* [DATA FOR PROCESSING]

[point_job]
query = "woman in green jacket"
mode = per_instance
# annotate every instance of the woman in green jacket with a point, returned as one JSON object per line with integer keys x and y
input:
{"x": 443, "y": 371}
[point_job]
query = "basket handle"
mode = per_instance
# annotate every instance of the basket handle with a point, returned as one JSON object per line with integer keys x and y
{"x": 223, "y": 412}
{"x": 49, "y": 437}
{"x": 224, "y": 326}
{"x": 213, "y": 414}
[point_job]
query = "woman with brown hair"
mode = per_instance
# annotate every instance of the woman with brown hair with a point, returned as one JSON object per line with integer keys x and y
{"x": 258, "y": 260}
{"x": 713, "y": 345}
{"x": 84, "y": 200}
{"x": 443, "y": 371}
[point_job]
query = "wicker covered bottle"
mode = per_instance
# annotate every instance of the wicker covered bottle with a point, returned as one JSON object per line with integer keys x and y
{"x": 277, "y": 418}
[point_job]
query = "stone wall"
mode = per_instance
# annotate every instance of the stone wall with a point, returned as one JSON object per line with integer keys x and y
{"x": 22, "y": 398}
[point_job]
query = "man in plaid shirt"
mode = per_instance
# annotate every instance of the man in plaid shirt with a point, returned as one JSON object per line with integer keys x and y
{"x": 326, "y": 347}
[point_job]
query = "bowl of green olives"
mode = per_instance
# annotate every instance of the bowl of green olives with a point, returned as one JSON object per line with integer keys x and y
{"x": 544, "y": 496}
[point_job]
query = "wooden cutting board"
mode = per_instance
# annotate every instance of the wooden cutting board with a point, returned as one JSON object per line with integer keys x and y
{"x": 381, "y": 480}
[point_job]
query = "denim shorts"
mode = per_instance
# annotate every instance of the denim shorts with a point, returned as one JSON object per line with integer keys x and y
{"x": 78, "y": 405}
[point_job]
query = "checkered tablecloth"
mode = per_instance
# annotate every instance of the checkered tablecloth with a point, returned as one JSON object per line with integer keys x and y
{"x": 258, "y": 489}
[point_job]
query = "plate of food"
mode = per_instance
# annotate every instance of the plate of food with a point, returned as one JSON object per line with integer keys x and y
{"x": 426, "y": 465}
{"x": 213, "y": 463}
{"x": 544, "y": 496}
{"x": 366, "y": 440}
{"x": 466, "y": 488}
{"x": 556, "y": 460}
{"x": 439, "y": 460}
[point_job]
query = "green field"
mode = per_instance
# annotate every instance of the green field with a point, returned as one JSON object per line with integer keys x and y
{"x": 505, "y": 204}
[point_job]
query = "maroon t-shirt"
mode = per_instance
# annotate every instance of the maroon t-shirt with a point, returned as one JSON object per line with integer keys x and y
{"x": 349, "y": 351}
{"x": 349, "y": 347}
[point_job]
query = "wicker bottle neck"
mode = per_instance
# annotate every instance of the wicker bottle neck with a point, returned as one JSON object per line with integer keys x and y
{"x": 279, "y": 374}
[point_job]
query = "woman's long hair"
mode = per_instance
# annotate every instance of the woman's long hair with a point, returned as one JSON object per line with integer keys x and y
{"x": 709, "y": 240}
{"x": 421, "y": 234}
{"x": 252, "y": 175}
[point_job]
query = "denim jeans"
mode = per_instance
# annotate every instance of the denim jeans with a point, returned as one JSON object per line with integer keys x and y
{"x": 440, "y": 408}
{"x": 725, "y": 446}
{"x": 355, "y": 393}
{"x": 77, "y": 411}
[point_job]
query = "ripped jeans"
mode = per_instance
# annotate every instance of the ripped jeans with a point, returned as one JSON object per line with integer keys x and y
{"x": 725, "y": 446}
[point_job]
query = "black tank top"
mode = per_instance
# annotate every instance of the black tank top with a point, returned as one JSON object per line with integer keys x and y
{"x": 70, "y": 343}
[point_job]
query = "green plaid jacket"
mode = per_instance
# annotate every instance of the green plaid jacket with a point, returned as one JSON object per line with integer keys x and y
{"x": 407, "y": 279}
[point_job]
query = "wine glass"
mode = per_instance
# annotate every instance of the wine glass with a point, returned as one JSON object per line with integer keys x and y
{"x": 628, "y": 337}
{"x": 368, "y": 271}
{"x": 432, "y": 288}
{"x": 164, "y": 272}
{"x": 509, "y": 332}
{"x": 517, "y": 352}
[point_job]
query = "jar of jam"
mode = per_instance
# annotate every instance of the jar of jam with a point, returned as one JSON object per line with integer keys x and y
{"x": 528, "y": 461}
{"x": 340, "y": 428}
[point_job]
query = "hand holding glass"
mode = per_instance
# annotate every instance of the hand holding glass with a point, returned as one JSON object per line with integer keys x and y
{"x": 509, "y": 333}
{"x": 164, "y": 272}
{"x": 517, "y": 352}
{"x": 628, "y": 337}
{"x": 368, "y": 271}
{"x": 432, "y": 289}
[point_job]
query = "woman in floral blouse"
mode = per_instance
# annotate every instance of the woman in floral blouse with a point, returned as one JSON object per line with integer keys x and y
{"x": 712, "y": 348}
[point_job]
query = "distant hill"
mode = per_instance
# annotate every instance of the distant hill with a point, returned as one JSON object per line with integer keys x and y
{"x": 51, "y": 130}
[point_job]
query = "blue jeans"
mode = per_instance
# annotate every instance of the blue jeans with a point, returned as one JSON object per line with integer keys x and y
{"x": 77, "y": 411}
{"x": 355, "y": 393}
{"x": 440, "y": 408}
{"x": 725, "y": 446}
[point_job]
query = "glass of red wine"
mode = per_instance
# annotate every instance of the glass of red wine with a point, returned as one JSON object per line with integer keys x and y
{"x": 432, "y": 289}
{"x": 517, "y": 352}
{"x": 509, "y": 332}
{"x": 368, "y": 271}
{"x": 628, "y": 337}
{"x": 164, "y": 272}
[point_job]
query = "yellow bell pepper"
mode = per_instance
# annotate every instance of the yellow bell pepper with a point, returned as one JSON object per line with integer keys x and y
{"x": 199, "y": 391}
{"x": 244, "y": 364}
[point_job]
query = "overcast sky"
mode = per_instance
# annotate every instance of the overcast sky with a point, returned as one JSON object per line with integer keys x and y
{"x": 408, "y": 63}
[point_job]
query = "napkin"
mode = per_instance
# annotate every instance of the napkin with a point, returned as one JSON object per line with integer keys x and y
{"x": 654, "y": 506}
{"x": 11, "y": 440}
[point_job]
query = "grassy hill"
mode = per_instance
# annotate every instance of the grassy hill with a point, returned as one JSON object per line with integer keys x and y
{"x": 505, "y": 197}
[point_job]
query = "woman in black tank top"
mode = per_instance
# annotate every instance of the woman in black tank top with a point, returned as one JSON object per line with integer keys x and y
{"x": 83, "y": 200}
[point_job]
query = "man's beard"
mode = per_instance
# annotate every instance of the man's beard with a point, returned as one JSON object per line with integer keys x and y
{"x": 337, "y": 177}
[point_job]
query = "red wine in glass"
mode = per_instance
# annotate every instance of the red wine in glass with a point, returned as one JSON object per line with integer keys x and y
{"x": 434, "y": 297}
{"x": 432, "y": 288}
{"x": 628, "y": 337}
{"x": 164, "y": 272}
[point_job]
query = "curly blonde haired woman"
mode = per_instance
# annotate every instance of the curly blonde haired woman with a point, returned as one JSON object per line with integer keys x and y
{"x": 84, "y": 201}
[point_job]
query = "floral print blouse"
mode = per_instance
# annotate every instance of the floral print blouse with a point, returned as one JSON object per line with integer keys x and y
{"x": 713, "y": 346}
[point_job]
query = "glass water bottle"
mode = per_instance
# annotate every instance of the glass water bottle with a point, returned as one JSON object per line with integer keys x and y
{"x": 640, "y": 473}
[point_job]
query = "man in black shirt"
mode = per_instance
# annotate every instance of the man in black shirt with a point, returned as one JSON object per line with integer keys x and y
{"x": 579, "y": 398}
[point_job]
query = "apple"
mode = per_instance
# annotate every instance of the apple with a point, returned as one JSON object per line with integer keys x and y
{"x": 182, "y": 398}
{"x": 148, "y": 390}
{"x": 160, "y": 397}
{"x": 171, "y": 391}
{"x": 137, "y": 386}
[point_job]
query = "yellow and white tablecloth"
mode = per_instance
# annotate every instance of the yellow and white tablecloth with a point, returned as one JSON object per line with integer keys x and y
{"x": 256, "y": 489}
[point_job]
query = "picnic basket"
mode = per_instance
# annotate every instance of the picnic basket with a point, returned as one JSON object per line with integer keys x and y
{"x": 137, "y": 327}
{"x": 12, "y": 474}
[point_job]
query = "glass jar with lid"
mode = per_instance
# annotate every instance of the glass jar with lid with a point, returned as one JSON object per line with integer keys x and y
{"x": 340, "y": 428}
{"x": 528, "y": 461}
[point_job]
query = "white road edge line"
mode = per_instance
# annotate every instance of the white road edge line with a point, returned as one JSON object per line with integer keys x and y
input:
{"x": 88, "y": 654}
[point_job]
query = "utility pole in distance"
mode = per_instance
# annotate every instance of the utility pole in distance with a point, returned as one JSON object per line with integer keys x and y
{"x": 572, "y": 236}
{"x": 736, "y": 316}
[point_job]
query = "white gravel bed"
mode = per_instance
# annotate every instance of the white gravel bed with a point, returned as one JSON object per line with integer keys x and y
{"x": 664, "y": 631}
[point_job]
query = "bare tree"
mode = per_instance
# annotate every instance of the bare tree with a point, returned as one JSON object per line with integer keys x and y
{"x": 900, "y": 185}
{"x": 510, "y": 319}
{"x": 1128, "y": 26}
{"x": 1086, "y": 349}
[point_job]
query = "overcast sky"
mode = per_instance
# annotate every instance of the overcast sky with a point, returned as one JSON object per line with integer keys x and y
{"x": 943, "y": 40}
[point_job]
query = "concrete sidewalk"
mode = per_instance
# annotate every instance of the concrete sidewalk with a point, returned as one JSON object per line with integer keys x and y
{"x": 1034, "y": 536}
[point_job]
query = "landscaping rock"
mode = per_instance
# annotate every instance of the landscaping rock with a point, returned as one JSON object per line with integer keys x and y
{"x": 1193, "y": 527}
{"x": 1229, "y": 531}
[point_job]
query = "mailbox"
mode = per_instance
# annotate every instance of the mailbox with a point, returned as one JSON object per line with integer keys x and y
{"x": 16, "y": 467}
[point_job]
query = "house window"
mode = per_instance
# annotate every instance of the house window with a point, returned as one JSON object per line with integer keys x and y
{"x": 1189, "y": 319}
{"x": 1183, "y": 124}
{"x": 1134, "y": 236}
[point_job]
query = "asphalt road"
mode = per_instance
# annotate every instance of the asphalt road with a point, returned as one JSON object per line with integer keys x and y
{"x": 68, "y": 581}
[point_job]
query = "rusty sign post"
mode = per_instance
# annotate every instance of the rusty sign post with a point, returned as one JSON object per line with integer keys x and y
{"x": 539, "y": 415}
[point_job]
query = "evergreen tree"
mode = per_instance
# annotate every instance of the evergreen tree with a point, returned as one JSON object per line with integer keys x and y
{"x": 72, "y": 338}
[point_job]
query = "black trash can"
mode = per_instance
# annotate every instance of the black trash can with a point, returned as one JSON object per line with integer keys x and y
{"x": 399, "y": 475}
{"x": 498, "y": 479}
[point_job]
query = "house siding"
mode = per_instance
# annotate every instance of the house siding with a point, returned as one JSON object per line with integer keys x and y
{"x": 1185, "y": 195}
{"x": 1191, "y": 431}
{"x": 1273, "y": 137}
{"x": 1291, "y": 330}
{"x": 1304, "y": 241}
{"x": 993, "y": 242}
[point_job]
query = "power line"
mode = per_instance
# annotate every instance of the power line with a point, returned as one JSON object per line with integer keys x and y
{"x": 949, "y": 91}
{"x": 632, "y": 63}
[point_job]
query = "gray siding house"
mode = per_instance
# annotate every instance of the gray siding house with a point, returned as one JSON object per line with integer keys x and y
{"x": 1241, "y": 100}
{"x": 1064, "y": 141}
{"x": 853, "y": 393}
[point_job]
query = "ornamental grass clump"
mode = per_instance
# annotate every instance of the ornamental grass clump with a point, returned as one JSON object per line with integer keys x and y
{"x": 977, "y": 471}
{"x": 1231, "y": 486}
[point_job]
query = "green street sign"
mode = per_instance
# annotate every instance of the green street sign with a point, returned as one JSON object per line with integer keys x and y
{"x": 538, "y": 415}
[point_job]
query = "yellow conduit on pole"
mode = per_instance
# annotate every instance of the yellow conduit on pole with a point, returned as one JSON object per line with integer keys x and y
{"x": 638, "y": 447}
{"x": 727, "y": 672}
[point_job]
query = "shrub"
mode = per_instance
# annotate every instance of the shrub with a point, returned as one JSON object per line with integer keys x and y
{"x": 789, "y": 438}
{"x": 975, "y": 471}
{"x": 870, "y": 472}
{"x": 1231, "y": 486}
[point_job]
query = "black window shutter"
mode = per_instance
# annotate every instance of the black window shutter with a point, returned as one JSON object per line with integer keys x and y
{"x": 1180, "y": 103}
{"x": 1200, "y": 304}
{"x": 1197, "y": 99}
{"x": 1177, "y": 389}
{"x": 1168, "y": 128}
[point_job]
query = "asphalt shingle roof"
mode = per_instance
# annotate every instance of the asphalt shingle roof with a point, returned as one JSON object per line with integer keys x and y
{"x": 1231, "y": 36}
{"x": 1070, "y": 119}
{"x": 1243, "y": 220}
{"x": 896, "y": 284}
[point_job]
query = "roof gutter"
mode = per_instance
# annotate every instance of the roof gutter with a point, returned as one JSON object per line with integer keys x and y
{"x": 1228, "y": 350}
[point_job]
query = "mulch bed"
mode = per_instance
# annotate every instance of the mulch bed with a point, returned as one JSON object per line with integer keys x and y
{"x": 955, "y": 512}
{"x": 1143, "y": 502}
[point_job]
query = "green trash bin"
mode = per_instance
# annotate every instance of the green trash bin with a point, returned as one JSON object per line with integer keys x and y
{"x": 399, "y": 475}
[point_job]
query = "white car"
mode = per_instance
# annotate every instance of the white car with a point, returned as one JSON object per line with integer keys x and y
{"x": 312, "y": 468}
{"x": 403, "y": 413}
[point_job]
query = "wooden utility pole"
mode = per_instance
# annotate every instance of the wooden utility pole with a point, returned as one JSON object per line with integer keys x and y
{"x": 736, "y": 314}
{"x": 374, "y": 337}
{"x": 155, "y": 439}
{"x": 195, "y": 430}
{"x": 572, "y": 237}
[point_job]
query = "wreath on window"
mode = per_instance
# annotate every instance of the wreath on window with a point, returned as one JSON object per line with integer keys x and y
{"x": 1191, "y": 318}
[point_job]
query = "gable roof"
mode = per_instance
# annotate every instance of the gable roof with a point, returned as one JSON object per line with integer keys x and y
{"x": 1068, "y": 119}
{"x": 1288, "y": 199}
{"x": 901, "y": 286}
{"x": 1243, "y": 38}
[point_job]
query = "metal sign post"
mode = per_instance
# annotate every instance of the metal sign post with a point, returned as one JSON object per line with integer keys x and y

* [INSTRUCTIONS FOR THE TASK]
Copy out every line of the listing above that contains the string "rock". Case counts.

* [EXERCISE SOLUTION]
query = "landscaping rock"
# annotate every instance of the landscaping rock with a point, returned as one JSON object per line with integer keys x and y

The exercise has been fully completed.